Selected extract:
::::::::

Humility in Philosophy


Because the views we espouse are always open to objections and disagreement, our practice at its best nurtures in the philosopher a capacity to withstand huge shifts in her understanding of even her most deeply entrenched beliefs about how things are in the world. Good philosophy of all stripes fosters in the practitioner the virtue of epistemic humility.

The best philosophy teachers are the ones who are able to model this virtue. They show their students, à la Socrates in at least the early Platonic dialogues, how the right kind of conversation can bring to consciousness the utter preposterousness of something that one has always taken for granted and then how to survive finding oneself turned around in one’s shoes. Epistemic humility sometimes takes the form of humbleness, but not always. It can be intensely empowering for people who have always assumed that the systematically poor way the world treats them is fundamentally the way they deserve to be treated.

::::::::

Carry on the essay on humility in philosophy above, starting right after its final sentence.

[Stored items]
::::::::

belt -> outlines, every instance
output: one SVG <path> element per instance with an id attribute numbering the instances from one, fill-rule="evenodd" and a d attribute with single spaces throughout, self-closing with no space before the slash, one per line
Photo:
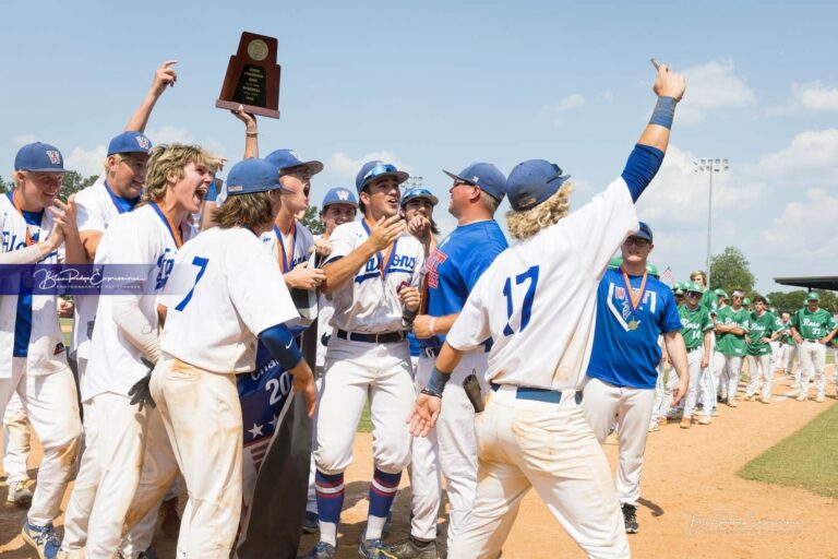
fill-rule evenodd
<path id="1" fill-rule="evenodd" d="M 492 382 L 492 392 L 501 389 L 500 384 Z M 531 386 L 517 386 L 515 389 L 516 400 L 531 400 L 532 402 L 547 402 L 548 404 L 558 404 L 562 401 L 562 393 L 555 390 L 534 389 Z M 582 391 L 576 391 L 576 403 L 582 403 Z"/>
<path id="2" fill-rule="evenodd" d="M 434 357 L 440 356 L 440 352 L 442 350 L 442 347 L 422 347 L 419 350 L 423 356 L 428 357 L 429 359 L 433 359 Z M 489 352 L 491 352 L 491 348 L 483 347 L 484 354 L 488 354 Z"/>
<path id="3" fill-rule="evenodd" d="M 367 342 L 369 344 L 390 344 L 393 342 L 402 342 L 405 340 L 405 332 L 399 330 L 398 332 L 384 332 L 383 334 L 363 334 L 361 332 L 347 332 L 346 330 L 337 331 L 337 337 L 340 340 L 348 340 L 349 342 Z"/>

::::::::

Output for this task:
The worst enemy of the best philosophy is ideology in all its forms. Philosophy at its best evinces deep skepticism about the stories powerful people and institutions tell about How Things Are.

I guess it’s Nancy Bauer week at Daily Nous. The above is from an answer Professor Bauer (Tufts) gives to the question “How can philosophy make itself more relevant?” at Aeon’s Ideas site.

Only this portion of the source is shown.